SUPPLIED TEXT:
Cinque Terre Dreaming

Wanting to Travel to Italy? You won’t want to miss Cinque Terre!
Cinque Terre – The 5 Terraces or 5 fishing villages is a UNESCO World Heritage site in the Liguira region of Italy. It’s best known for it’s hiking trails, colourful houses, seafood and best of all PESTO! You seriously should go there just for the pesto (it’s worth it)
We have stayed in both Manarola and Vernazza. All of the 5 villages have something different and charming about them. If you can, stay up in the hills so you can wake up to amazing views and cherish the sunset by looking down at the village below (plus it’s usually cheaper)
                                                  See a full Itinerary of ‘what to do’ at the end of this post
Monastery Views

Below we have outlined a bit of information for you.
We have made Vernazza your base village of choice; you can easily use this information if you are staying at another village as we have outlined our favourite hiking routes, food places and tourist/art shops of all the villages below…


Places to eat in Vernazza:

                (because eating is the most important thing to think about)

  • Bar Baia Saracena Pizzeria – get the pesto pizza or pasta, pesto is from this region – you can’t not have it, plus it’s delish!!!
  • Belforte – on the cliff by the rocks/jetty, make sure you get a sea view table (scrumptious prawns and yummy bread baskets to start you off)
  • Gelato – Gelateria Vernazza – about half way down the main street is the best one.
Buy it from any small shop or mini supermarket with some fresh pasta and cook at home – it is amazing pesto! (note: buy extra to take home)
The wine guy is great, he’ll tell you about every different wine and what it’s good with. Wine is pretty cheap and nice from anywhere but he had a great selection… p.s. I don’t actually know the name of his shop, but there’s only one and it’s by the cat shop in Vernazza!
Bar Baia


Most Hikes follow the blue line – the main tourist route and easy to follow trails. These are fairly busy during the high season (Europe Summer: June, July, August, September). If you’re going at low tourist season it should be fairly quiet! Our first time was in March and we only saw one or two groups on our walks (during summer we battled zigzagging around people). The blue line trails cost in summer but they won’t cost in low season (check just in case).
My Favourite Hike – Vernazza to Cornigila:
You climb up a decent amount of stairs to reach the top of the trail then it’s fairly flat (not too strenuous) following the terraces all the way around to Corniglia. Once you’re there turn right down the main ally and there is ‘Alberto’s Gelato’ (it’s the best we had in Cinque Terre, and trust me, we tried most of them! I really liked the ricotta one – try it)
Corniglia to Manarola:
This part of the walk is far more strenuous as you go up, up, up, around, then up some more. It will take longer than Vernazza to Corniglia but you could definitely complete both in a day with sunshine and relaxing to spare in the afternoon.
We have walked Manarola to Corniglia and Corniglia to Manarola, either way has a steep upwards climb for at least 20minutes but it has an awesome stretch of flat easy terraces and you pass quirky little houses as you go.
Monterosso to Vernazza: 
Get a train from Vernazza (or your base village) to Monterosso, have a look around the town (there is a great art shop here, expensive but I bought postcards and then framed them and they look cool. There aren’t many cafes and restaurants open in the morning here).

SUPPLIED MATERIAL:

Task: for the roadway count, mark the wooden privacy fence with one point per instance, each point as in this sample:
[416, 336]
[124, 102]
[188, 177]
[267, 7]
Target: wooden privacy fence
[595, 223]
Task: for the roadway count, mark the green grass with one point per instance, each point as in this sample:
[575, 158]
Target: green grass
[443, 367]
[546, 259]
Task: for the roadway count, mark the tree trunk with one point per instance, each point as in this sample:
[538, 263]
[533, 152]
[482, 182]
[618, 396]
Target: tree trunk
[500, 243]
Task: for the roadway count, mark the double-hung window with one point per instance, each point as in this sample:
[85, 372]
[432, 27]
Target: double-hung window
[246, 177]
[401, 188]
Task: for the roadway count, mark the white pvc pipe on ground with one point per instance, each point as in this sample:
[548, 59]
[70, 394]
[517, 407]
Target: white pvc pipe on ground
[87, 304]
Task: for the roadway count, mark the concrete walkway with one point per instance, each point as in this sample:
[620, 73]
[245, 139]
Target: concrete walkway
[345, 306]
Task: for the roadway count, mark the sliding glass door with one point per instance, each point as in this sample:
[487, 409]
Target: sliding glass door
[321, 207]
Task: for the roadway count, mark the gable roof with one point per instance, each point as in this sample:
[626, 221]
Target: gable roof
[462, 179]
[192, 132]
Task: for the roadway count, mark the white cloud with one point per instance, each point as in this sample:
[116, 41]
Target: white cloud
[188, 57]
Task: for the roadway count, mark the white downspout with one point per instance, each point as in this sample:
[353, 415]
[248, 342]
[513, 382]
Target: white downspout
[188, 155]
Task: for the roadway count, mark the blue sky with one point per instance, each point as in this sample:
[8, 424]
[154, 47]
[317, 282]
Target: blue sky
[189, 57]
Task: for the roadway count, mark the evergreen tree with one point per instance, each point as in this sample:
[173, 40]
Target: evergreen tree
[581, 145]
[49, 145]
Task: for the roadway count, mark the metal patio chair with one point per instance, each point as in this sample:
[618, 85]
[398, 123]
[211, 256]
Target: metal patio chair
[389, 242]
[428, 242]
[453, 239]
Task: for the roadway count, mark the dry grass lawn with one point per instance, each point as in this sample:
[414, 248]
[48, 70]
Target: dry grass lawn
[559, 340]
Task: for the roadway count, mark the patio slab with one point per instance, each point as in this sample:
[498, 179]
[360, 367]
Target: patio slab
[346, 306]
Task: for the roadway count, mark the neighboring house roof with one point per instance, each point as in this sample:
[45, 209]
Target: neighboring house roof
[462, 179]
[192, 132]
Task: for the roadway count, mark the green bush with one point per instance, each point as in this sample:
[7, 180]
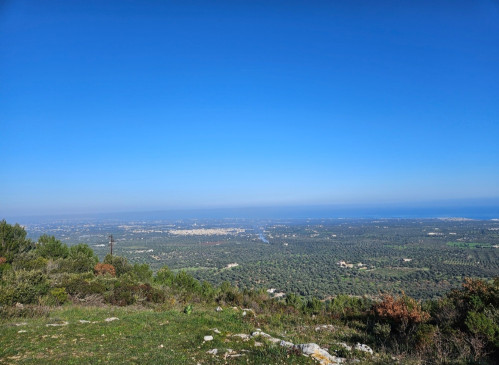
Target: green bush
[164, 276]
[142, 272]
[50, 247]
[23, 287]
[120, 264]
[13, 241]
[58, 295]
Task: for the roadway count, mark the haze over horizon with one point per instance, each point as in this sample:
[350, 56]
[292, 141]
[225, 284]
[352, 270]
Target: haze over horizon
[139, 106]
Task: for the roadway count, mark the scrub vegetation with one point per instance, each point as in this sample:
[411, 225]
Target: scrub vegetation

TASK PROMPT:
Using the Cinque Terre travel post, decide whether each statement agrees with it. Answer yes or no for each and quote the words that decide it.
1. The blue line trails do not cost anything in low season.
2. The walk from Corniglia to Manarola is easier than the walk from Vernazza to Corniglia.
3. The writers' first visit was in March.
The entries aren't needed for this.

TASK RESULT:
1. Yes: "The blue line trails cost in summer but they won’t cost in low season"
2. No: "This part of the walk is far more strenuous as you go up, up, up, around, then up some more."
3. Yes: "Our first time was in March"